PROVIDED RECORDS

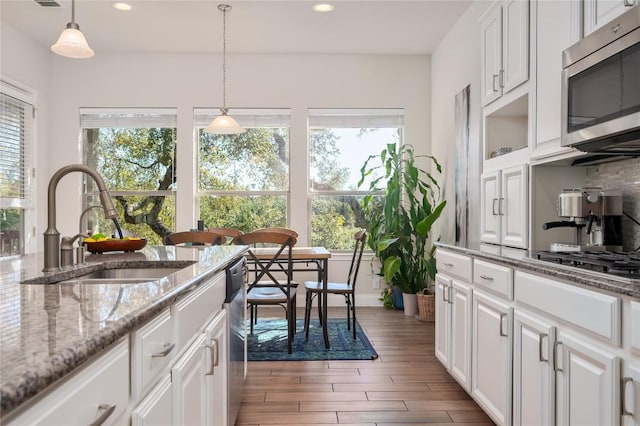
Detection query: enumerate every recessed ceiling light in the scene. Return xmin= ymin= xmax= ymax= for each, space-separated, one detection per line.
xmin=313 ymin=3 xmax=333 ymax=12
xmin=113 ymin=1 xmax=133 ymax=12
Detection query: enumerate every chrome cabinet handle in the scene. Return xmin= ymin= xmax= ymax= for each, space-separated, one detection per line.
xmin=538 ymin=333 xmax=549 ymax=362
xmin=89 ymin=404 xmax=116 ymax=426
xmin=553 ymin=341 xmax=564 ymax=372
xmin=151 ymin=343 xmax=176 ymax=358
xmin=500 ymin=312 xmax=507 ymax=337
xmin=204 ymin=339 xmax=218 ymax=376
xmin=620 ymin=377 xmax=633 ymax=416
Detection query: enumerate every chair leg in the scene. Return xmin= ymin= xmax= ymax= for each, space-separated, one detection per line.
xmin=351 ymin=293 xmax=356 ymax=340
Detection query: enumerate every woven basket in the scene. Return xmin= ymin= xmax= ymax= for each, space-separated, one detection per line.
xmin=416 ymin=289 xmax=436 ymax=321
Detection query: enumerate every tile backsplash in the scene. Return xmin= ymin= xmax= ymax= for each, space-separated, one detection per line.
xmin=586 ymin=158 xmax=640 ymax=250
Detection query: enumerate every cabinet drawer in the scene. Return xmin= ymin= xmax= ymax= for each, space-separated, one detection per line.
xmin=437 ymin=249 xmax=471 ymax=282
xmin=473 ymin=259 xmax=513 ymax=300
xmin=131 ymin=309 xmax=179 ymax=399
xmin=171 ymin=272 xmax=226 ymax=349
xmin=8 ymin=339 xmax=129 ymax=426
xmin=514 ymin=271 xmax=622 ymax=346
xmin=631 ymin=302 xmax=640 ymax=354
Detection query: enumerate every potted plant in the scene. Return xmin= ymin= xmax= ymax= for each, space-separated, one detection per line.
xmin=358 ymin=143 xmax=446 ymax=315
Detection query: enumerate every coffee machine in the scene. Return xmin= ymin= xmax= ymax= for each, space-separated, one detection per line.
xmin=542 ymin=187 xmax=622 ymax=251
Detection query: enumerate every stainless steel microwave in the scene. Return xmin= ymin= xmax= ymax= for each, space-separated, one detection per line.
xmin=561 ymin=6 xmax=640 ymax=155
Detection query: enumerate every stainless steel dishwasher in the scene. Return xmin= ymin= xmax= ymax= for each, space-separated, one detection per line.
xmin=224 ymin=257 xmax=247 ymax=425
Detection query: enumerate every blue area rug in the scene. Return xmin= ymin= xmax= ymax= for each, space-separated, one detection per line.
xmin=247 ymin=318 xmax=378 ymax=361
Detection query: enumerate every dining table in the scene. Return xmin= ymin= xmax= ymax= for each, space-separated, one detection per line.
xmin=251 ymin=246 xmax=331 ymax=349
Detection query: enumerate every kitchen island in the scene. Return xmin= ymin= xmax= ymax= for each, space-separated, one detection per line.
xmin=0 ymin=246 xmax=246 ymax=423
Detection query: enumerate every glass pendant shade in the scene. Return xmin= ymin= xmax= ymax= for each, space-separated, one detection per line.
xmin=51 ymin=22 xmax=94 ymax=59
xmin=204 ymin=112 xmax=246 ymax=135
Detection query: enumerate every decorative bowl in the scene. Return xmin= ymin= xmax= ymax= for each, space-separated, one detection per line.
xmin=84 ymin=238 xmax=147 ymax=253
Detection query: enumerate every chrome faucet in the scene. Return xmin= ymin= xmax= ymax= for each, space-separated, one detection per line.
xmin=42 ymin=164 xmax=118 ymax=272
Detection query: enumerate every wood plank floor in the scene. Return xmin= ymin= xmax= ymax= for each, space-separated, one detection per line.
xmin=236 ymin=307 xmax=493 ymax=426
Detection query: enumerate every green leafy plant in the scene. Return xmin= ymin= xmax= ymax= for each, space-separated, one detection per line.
xmin=358 ymin=143 xmax=446 ymax=298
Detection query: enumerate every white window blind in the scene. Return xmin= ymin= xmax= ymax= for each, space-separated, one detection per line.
xmin=307 ymin=108 xmax=404 ymax=129
xmin=193 ymin=108 xmax=291 ymax=128
xmin=0 ymin=93 xmax=33 ymax=209
xmin=80 ymin=108 xmax=177 ymax=129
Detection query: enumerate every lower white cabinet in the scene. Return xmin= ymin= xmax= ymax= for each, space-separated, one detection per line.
xmin=554 ymin=329 xmax=620 ymax=426
xmin=131 ymin=374 xmax=173 ymax=426
xmin=435 ymin=274 xmax=471 ymax=392
xmin=620 ymin=364 xmax=640 ymax=426
xmin=513 ymin=309 xmax=556 ymax=426
xmin=7 ymin=338 xmax=129 ymax=426
xmin=471 ymin=289 xmax=512 ymax=425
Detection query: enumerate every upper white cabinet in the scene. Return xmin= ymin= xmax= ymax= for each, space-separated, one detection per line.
xmin=480 ymin=164 xmax=529 ymax=248
xmin=531 ymin=1 xmax=580 ymax=157
xmin=583 ymin=0 xmax=638 ymax=36
xmin=480 ymin=0 xmax=529 ymax=106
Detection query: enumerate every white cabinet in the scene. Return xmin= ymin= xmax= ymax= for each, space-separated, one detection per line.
xmin=513 ymin=309 xmax=555 ymax=426
xmin=531 ymin=1 xmax=579 ymax=157
xmin=204 ymin=310 xmax=229 ymax=426
xmin=480 ymin=164 xmax=529 ymax=248
xmin=621 ymin=364 xmax=640 ymax=426
xmin=7 ymin=338 xmax=129 ymax=426
xmin=131 ymin=374 xmax=173 ymax=426
xmin=471 ymin=289 xmax=513 ymax=425
xmin=583 ymin=0 xmax=638 ymax=36
xmin=480 ymin=0 xmax=529 ymax=106
xmin=554 ymin=329 xmax=620 ymax=426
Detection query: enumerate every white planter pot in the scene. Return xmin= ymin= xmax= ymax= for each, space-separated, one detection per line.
xmin=402 ymin=293 xmax=418 ymax=317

WHAT YOU NEED TO DO
Rewrite everything above, from the line containing "Detection query: enumerate every kitchen" down to the line containing "xmin=471 ymin=289 xmax=512 ymax=425", both ends included, as a numbered list with blank lines omitted.

COMPLETED EXERCISE
1. Detection query: enumerate every kitchen island in the scene. Return xmin= ymin= xmax= ymax= for each, space-separated, one detection per line.
2. xmin=0 ymin=246 xmax=246 ymax=423
3. Detection query: enumerate every glass pendant shade in the scene. Return xmin= ymin= xmax= ymax= for each, space-separated, one detection per line.
4. xmin=51 ymin=22 xmax=94 ymax=59
5. xmin=204 ymin=112 xmax=246 ymax=135
6. Detection query: enumerate every decorative bowl in the scene. Return xmin= ymin= xmax= ymax= for each, space-separated, one detection per line.
7. xmin=84 ymin=238 xmax=147 ymax=253
8. Detection query: enumerate every chrome faucet in the scene. Return xmin= ymin= xmax= ymax= for each, space-separated, one detection per line.
9. xmin=42 ymin=164 xmax=118 ymax=272
10. Detection query: enumerate every wood plank floor in the scene. Return xmin= ymin= xmax= ymax= for each, space-separated, one detection per line.
11. xmin=236 ymin=307 xmax=493 ymax=426
12. Detection query: enumerate every green leafy plant in the scene. Return xmin= ymin= xmax= ymax= for each, space-separated, one detection per line.
13. xmin=358 ymin=143 xmax=446 ymax=298
14. Detection query: enumerate every white window blind in the scene. Return xmin= ymin= xmax= ymax= for each, space-separated, one detection per line.
15. xmin=307 ymin=108 xmax=404 ymax=129
16. xmin=193 ymin=108 xmax=291 ymax=128
17. xmin=0 ymin=93 xmax=33 ymax=209
18. xmin=80 ymin=108 xmax=177 ymax=129
19. Detection query: enumerate every lower white cabinet in the scene. Return xmin= ymin= xmax= ymax= for each, space-separated, one detection per line.
20. xmin=554 ymin=329 xmax=620 ymax=426
21. xmin=131 ymin=374 xmax=173 ymax=426
22. xmin=435 ymin=274 xmax=471 ymax=392
23. xmin=620 ymin=364 xmax=640 ymax=426
24. xmin=513 ymin=309 xmax=556 ymax=426
25. xmin=7 ymin=338 xmax=129 ymax=426
26. xmin=471 ymin=289 xmax=512 ymax=425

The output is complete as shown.